What you are asked to do: Could you rewrite the data from the line containing "neck in the photo above." through the end of the data, requests included, with every coordinate in the answers shifted by -118? Give only those lines.

Provided data:

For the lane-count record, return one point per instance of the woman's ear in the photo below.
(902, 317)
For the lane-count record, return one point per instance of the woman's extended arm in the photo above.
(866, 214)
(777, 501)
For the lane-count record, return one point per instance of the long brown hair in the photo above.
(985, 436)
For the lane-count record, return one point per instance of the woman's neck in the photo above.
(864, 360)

Answer:
For the lane-count record, return one point per instance of the woman's neck in the photo above.
(746, 242)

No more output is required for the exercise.